Selected Reading

DBMS - Relational Database Schemas

Quiz

In a relational database model, the structure of data is maintained through a defined schema. A relational schema serves as the framework that outlines how data is organized and managed within a relational database. It includes attributes and the relationships between them. This framework ensures that data is stored in a way that maintains consistency and integrity.

In this chapter, we will explore relational database schemas in depth, understand key concepts through examples, and explain how constraints help maintain data reliability.

Relational Database Schema

A relational database schema, represented by S, acts as a map for how data is structured in the database. It consists of a set of relation schemas and a collection of integrity constraints.

The schema outlines how data interacts within and between tables. Each relation schema specifies the table's name, its attributes, and their domains.

Components of a Schema

A relational schema has three major components:

Relation Schema (R) − The structure of a table, written as R(A1, A2, ..., An), where A1, A2, ..., An are attributes.
Attribute − A column within a table, each with a specific domain that limits the type of data it can contain.
Database State (DB) − The current data held in all tables conforming to the schema. A valid state meets all schema constraints.

Example − Consider a relational schema for a COMPANY database:

EMPLOYEE (Ssn, Name, Salary, Dno)
DEPARTMENT (Dnumber, Dname, Mgr_ssn, Mgr_start_date)
PROJECT (Pnumber, Pname, Plocation, Dnum)

Each relation schema outlines the columns of its respective table. It also indicates how data should be represented.

Relational Database Schemas – Key Features and Components

Let us now understand some of the key features and components of Relational Database Schemas:

Attributes and Their Domains

Every attribute within a relation schema has an associated domain that defines its allowable values. The domains enforce data type restrictions and value limits, ensuring consistency within the database.

Consider an example where the Ssn attribute in the EMPLOYEE table might be limited to a pattern that matches valid social security numbers (e.g., XXX-XX-XXXX). Similarly the Age attribute could be restricted to integer values between 18 and 65.

We know domains help prevent errors by ensuring the supplied data conforms to expected types and formats. So, an Age attribute defined with INTEGER CHECK (Age BETWEEN 18 AND 65) would block an insertion of Age = 17 or Age = 70.

Relation States

A relation state is the set of tuples (rows) that exist in a table at any given time. Each tuple must comply with the attribute domains defined in the schema.

→ **Tasks to carry out**:
• a. List every attribute in the DEPARTMENT relation schema of the COMPANY example in the reading on relational database schemas.
• b. According to the reading on relational database schemas, which values could the Age attribute be restricted to?
• c. Please write the next part of the reading on relational database schemas, starting after its last sentence.

→ **Items**:
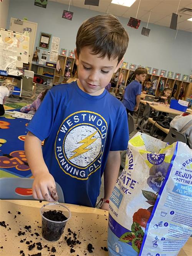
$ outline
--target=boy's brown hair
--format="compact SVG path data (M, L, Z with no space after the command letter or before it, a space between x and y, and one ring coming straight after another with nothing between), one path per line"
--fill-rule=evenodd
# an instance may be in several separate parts
M137 68L135 70L135 76L136 75L143 75L143 74L146 74L147 75L147 70L145 68Z
M93 54L109 59L122 59L128 46L129 36L119 20L113 15L98 15L85 20L80 26L76 38L77 53L89 47Z

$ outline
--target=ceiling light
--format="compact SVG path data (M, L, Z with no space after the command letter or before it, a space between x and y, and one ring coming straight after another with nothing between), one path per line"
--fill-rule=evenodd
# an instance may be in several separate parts
M112 0L111 3L130 7L136 0Z

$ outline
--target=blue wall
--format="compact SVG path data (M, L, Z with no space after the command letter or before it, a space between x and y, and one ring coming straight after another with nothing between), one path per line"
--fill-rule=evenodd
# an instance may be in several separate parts
M85 19L101 14L71 6L70 10L74 14L72 20L70 21L61 18L63 10L68 10L68 6L48 1L46 8L44 8L35 6L34 2L34 0L10 0L7 28L9 28L11 17L20 19L26 17L29 21L37 23L35 46L37 46L40 33L42 32L60 37L60 48L73 50L80 25ZM192 33L179 30L175 40L176 30L149 24L148 28L151 31L147 37L141 34L142 27L146 27L146 23L142 23L136 30L127 26L128 19L120 17L120 20L130 37L125 61L182 74L191 74Z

→ **Answers by task**:
• a. Dnumber, Dname, Mgr_ssn, Mgr_start_date

• b. Integer values between 18 and 65.

• c.
For a better understanding, consider the following EMPLOYEE table with data:

Fname	Lname	Ssn	Salary	Dno
John	Smith	123456789	30000	5
Franklin	Wong	333445555	40000	5
Alicia	Zelaya	999887777	25000	4
Jennifer	Wallace	987654321	43000	4
Ramesh	Narayan	666884444	38000	5
Joyce	English	453453453	25000	5
Ahmad	Jabbar	987987987	25000	4
James	Borg	888665555	55000	1

For example, a tuple in the EMPLOYEE table might be represented as,

<John, Smith, 123-45-6789, 30000, 5>

This tuple states that John Smith, identified by his Ssn, earns a salary of $30,000 and works in the department with Dno = 5. (We have removed other attributes for simplicity)

Integrity Constraints

Integrity constraints make sure that the data remains accurate and logically consistent. Integrity constraints include:

Key Constraints − Enforce uniqueness for specified attributes, known as keys, so that no two tuples share the same values for these attributes.
Entity Integrity − Ensures primary key attributes cannot have NULL values, maintaining the uniqueness and identifiability of each tuple.
Referential Integrity − Ensures foreign keys match primary keys in related tables or are NULL.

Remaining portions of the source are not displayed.